> [Given data]:
>>>

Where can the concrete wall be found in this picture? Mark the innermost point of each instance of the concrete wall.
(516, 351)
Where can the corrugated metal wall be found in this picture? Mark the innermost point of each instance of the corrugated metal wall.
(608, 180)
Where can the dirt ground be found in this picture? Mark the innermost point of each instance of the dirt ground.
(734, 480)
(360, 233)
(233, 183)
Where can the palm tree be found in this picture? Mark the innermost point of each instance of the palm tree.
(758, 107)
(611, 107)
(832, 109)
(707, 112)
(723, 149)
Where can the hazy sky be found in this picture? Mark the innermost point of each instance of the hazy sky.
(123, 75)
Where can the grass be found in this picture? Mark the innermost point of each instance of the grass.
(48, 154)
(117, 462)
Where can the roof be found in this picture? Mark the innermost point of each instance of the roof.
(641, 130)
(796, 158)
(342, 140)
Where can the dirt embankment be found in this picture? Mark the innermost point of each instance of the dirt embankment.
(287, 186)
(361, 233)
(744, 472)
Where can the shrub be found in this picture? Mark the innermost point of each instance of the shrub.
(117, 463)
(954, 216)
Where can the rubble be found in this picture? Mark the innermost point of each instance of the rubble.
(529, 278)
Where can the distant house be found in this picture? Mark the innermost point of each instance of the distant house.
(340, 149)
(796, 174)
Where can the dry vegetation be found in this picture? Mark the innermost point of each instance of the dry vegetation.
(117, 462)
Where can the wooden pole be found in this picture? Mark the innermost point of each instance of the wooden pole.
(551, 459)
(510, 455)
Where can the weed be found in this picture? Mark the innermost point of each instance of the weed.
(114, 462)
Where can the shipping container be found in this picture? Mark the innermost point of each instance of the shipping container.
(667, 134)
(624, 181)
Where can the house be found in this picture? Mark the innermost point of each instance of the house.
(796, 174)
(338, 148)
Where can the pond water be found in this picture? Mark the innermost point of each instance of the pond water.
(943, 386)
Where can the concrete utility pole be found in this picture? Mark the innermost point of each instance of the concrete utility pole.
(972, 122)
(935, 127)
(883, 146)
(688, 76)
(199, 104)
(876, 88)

<<<

Copy out every entry above exactly.

> [Result of this task]:
Where can the concrete wall be found in this picture? Mark the innermost point of each instance of the concrete wall.
(516, 351)
Where can the corrugated metal wall be found in this picture? Mark the innermost point of each instance of the corrugated metal wall.
(608, 180)
Where can the dirt ground be found in this picture? Mark the innermost point of each instance of the dirt ground.
(734, 480)
(360, 233)
(233, 183)
Where can the palm tree be found in this picture? Mark the innermost point of each instance of the palm tree.
(758, 107)
(611, 107)
(832, 109)
(707, 112)
(723, 149)
Where can the hazy sky be found in this picture? Mark the innermost point of each instance of the hazy sky.
(123, 75)
Where can the grass be found in this picture? Mark the innermost point of each instance of the grass.
(48, 154)
(117, 462)
Where can the roof be found in this picture? Mark the innermost point of each instance of the roof.
(641, 130)
(796, 158)
(342, 140)
Where can the dirt embankment be found in this picture? Mark the innermost point of each instance of the dirt embankment.
(287, 186)
(361, 233)
(744, 472)
Where can the shrub be found in this picture? Mark the innermost point of each instance of the shrub.
(117, 463)
(954, 216)
Where can the rubble be found in this picture? Mark the innermost point of each instance of the rubble.
(529, 278)
Where can the distant house be found in this picture? Mark the innermost point of each instance of the distant house.
(340, 149)
(796, 174)
Where can the dry vegetation be found in this picture? Mark the innermost point of each instance of the dry vegetation.
(117, 462)
Where can the wooden pole be found in this picture? Mark the innermost point of each instance of the wooden pole.
(551, 459)
(510, 455)
Where can the weed be found in this picture? Mark the innermost point of each instance of the weed.
(114, 462)
Where can the shipping container be found in this picture? Mark the innermost point of each instance of the shipping container.
(667, 134)
(624, 181)
Where can the house be found in this picture? Mark the innermost point of each instance of the house.
(796, 174)
(338, 148)
Where can the pond water be found in this picture? Mark the innermost point of each instance of the pond water.
(943, 386)
Where can the concrete utility pole be found in this picture? Mark the innermost point of each instance of the concrete utility pole.
(972, 122)
(935, 127)
(883, 146)
(688, 76)
(199, 104)
(876, 88)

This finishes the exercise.